> **Assignment**: Retype every line of the records exactly.

> **Input material**:

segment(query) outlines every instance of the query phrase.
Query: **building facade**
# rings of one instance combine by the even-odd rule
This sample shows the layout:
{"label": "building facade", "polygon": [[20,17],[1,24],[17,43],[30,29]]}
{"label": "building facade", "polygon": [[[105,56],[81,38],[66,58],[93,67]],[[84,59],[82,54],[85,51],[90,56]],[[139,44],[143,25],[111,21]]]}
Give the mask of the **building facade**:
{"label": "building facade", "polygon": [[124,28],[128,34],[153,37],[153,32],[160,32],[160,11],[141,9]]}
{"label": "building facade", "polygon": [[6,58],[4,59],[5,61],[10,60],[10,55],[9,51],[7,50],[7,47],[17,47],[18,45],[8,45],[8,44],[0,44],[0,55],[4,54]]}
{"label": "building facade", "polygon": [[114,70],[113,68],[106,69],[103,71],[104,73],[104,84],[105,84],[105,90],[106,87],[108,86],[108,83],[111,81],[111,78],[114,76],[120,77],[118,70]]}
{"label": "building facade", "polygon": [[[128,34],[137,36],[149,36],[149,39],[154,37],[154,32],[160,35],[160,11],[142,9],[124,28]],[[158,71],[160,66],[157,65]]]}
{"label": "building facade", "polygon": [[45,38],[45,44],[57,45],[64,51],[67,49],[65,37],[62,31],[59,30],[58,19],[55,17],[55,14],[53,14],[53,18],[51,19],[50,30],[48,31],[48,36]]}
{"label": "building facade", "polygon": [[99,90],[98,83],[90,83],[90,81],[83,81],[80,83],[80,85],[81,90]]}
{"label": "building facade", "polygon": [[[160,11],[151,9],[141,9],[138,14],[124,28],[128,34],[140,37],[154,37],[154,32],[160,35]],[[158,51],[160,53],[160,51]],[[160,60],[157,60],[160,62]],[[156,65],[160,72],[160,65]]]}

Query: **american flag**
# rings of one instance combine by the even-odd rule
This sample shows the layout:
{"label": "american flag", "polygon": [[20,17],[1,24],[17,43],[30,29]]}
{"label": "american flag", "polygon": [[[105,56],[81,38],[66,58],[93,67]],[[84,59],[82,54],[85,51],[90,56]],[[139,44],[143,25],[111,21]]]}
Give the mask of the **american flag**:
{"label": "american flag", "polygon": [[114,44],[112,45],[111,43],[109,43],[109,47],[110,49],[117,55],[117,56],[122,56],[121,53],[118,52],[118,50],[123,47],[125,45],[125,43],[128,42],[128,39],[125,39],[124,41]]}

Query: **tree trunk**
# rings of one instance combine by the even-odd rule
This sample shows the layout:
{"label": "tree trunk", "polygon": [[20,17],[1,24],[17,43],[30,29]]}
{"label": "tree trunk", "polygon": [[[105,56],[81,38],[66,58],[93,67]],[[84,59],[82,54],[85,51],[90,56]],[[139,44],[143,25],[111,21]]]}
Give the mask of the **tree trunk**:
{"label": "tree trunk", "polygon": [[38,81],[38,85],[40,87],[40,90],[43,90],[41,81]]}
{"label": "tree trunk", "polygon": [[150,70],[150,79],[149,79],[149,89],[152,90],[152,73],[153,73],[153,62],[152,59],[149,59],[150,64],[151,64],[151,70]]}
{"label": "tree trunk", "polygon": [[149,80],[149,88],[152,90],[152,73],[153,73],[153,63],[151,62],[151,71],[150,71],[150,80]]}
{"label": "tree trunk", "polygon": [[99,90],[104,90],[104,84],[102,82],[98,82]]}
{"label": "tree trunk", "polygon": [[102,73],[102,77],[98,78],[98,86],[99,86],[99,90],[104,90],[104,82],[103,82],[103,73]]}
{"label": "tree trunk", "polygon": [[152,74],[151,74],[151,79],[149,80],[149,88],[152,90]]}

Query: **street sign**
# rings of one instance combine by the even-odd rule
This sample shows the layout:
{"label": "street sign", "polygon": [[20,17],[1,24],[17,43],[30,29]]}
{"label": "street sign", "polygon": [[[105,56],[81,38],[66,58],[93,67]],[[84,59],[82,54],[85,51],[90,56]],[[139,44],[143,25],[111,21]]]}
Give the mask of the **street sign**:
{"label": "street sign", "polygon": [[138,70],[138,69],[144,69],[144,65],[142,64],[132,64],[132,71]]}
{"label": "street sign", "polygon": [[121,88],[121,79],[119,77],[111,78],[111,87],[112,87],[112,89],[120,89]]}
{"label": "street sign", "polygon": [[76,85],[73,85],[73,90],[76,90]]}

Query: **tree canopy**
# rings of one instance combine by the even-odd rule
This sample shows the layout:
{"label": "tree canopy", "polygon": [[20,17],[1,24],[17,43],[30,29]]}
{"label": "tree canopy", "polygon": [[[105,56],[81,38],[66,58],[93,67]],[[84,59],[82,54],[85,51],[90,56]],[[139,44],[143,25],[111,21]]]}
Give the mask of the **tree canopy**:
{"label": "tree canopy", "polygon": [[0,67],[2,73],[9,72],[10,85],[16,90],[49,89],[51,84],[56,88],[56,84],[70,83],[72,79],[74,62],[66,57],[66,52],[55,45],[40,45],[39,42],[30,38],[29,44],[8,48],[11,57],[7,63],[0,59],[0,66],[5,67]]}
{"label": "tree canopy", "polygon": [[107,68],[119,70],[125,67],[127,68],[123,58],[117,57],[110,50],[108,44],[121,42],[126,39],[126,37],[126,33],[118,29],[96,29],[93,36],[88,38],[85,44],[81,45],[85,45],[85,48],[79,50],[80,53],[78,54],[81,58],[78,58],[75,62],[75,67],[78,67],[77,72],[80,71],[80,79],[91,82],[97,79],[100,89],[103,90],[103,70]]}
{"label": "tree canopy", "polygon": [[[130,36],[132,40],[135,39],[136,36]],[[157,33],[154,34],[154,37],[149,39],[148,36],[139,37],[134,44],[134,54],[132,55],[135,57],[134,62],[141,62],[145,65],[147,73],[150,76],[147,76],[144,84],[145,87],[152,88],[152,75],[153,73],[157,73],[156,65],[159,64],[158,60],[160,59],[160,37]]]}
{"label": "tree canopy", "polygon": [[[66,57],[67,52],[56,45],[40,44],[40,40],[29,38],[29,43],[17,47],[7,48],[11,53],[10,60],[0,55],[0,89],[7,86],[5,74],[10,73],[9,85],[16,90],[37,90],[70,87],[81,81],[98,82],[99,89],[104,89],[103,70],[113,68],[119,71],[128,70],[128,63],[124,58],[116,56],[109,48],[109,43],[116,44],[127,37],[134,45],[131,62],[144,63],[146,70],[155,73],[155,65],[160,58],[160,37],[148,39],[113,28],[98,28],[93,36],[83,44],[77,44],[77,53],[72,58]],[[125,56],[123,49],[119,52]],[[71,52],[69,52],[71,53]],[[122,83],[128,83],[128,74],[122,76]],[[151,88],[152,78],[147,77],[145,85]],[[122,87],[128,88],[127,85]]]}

> **Response to this task**:
segment(query) outlines every instance of the query phrase.
Query: **building facade**
# rings of one instance combine by the even-odd rule
This sample shows the layout:
{"label": "building facade", "polygon": [[20,17],[1,24],[17,43],[30,29]]}
{"label": "building facade", "polygon": [[[105,56],[81,38],[66,58],[93,67]],[[84,59],[82,54],[85,51],[90,56]],[[139,44],[143,25],[111,21]]]}
Give the mask of the **building facade**:
{"label": "building facade", "polygon": [[124,28],[128,34],[153,37],[153,32],[160,32],[160,11],[141,9]]}
{"label": "building facade", "polygon": [[6,58],[4,59],[5,61],[10,60],[10,55],[9,51],[7,50],[7,47],[17,47],[18,45],[8,45],[8,44],[0,44],[0,55],[4,54]]}
{"label": "building facade", "polygon": [[114,70],[113,68],[106,69],[103,71],[104,73],[104,84],[105,84],[105,90],[106,87],[108,86],[108,83],[111,81],[111,78],[114,76],[120,77],[118,70]]}
{"label": "building facade", "polygon": [[[128,34],[137,36],[149,36],[149,39],[154,37],[154,32],[160,35],[160,11],[142,9],[124,28]],[[158,71],[160,66],[157,65]]]}
{"label": "building facade", "polygon": [[45,38],[45,44],[57,45],[64,51],[67,49],[65,37],[62,31],[59,30],[58,19],[55,17],[55,14],[53,14],[53,18],[51,19],[50,30],[48,31],[48,36]]}
{"label": "building facade", "polygon": [[99,90],[98,83],[90,83],[90,81],[83,81],[80,83],[80,85],[81,90]]}
{"label": "building facade", "polygon": [[[160,11],[151,9],[141,9],[138,14],[124,28],[128,34],[140,37],[154,37],[154,32],[160,35]],[[158,51],[160,53],[160,51]],[[160,60],[157,60],[160,62]],[[156,65],[160,72],[160,65]]]}

Query: **american flag**
# rings of one instance combine by the even-odd rule
This sample shows the layout:
{"label": "american flag", "polygon": [[20,17],[1,24],[17,43],[30,29]]}
{"label": "american flag", "polygon": [[[105,56],[81,38],[66,58],[93,67]],[[84,59],[82,54],[85,51],[90,56]],[[139,44],[143,25],[111,21]]]}
Give the mask of the **american flag**:
{"label": "american flag", "polygon": [[114,44],[112,45],[111,43],[109,43],[109,47],[110,49],[117,55],[117,56],[122,56],[121,53],[118,52],[118,50],[123,47],[125,45],[125,43],[128,42],[128,39],[125,39],[124,41]]}

Query: **tree trunk**
# rings of one instance combine by the even-odd rule
This sample shows the layout:
{"label": "tree trunk", "polygon": [[20,17],[1,24],[17,43],[30,29]]}
{"label": "tree trunk", "polygon": [[[105,56],[81,38],[66,58],[93,67]],[[84,59],[82,54],[85,51],[90,56]],[[139,44],[143,25],[111,21]]]}
Give the mask of the **tree trunk**:
{"label": "tree trunk", "polygon": [[38,81],[38,85],[40,87],[40,90],[43,90],[41,81]]}
{"label": "tree trunk", "polygon": [[150,70],[150,79],[149,79],[149,89],[152,90],[152,73],[153,73],[153,62],[152,59],[149,59],[150,64],[151,64],[151,70]]}
{"label": "tree trunk", "polygon": [[149,80],[149,88],[152,90],[152,73],[153,73],[153,63],[151,62],[151,71],[150,71],[150,80]]}
{"label": "tree trunk", "polygon": [[99,90],[104,90],[104,84],[102,82],[98,82]]}
{"label": "tree trunk", "polygon": [[102,73],[102,77],[98,78],[98,86],[99,86],[99,90],[104,90],[104,82],[103,82],[103,73]]}
{"label": "tree trunk", "polygon": [[152,74],[151,74],[151,79],[149,80],[149,88],[152,90]]}

Query: **street sign**
# rings of one instance combine by the even-odd rule
This sample shows the layout:
{"label": "street sign", "polygon": [[20,17],[1,24],[17,43],[30,29]]}
{"label": "street sign", "polygon": [[[105,56],[81,38],[66,58],[93,67]],[[84,59],[82,54],[85,51],[90,56]],[[139,44],[143,25],[111,21]]]}
Give the mask of the **street sign**:
{"label": "street sign", "polygon": [[138,70],[138,69],[144,69],[144,65],[142,64],[132,64],[132,71]]}
{"label": "street sign", "polygon": [[121,88],[121,79],[119,77],[111,78],[111,87],[112,87],[112,89],[120,89]]}
{"label": "street sign", "polygon": [[76,85],[73,85],[73,90],[76,90]]}

Query: **tree canopy**
# rings of one instance combine by the even-odd rule
This sample shows the layout:
{"label": "tree canopy", "polygon": [[20,17],[1,24],[17,43],[30,29]]}
{"label": "tree canopy", "polygon": [[[105,56],[81,38],[66,58],[93,67]],[[84,59],[82,54],[85,51],[90,56]],[[139,44],[143,25],[111,21]]]}
Give the mask of the **tree canopy**:
{"label": "tree canopy", "polygon": [[0,67],[2,73],[9,72],[10,85],[16,90],[49,89],[51,84],[56,88],[56,84],[70,83],[72,79],[74,62],[66,57],[66,52],[55,45],[40,45],[39,42],[30,38],[29,44],[8,48],[11,57],[7,63],[0,59],[0,66],[5,67]]}
{"label": "tree canopy", "polygon": [[107,68],[119,70],[125,67],[127,68],[123,58],[117,57],[110,50],[108,44],[121,42],[126,39],[126,37],[126,33],[118,29],[96,29],[93,36],[88,38],[85,44],[81,45],[85,45],[85,48],[79,50],[80,53],[78,54],[81,58],[78,58],[75,62],[75,67],[78,67],[77,72],[80,71],[80,79],[91,82],[97,79],[100,89],[103,90],[103,70]]}
{"label": "tree canopy", "polygon": [[[130,36],[132,40],[135,39],[136,36]],[[157,33],[154,34],[154,37],[149,39],[148,36],[139,37],[134,44],[134,54],[132,55],[135,57],[134,62],[141,62],[145,65],[147,73],[150,76],[147,76],[144,84],[145,87],[152,88],[152,75],[153,73],[157,73],[156,65],[159,64],[158,60],[160,59],[160,37]]]}
{"label": "tree canopy", "polygon": [[[66,57],[67,52],[56,45],[40,44],[40,40],[29,38],[29,43],[17,47],[7,48],[11,53],[10,60],[0,55],[0,89],[7,86],[5,74],[10,73],[9,85],[16,90],[37,90],[70,87],[81,81],[98,82],[99,89],[104,89],[103,70],[113,68],[119,71],[128,70],[128,63],[124,58],[116,56],[109,48],[109,43],[116,44],[127,37],[134,45],[131,62],[144,63],[146,70],[155,73],[155,65],[160,58],[160,37],[148,39],[113,28],[98,28],[93,36],[83,44],[77,44],[77,53],[72,58]],[[125,56],[123,49],[119,52]],[[71,52],[69,52],[71,53]],[[122,83],[128,83],[128,74],[122,76]],[[151,88],[152,78],[147,77],[145,85]],[[122,87],[128,88],[127,85]]]}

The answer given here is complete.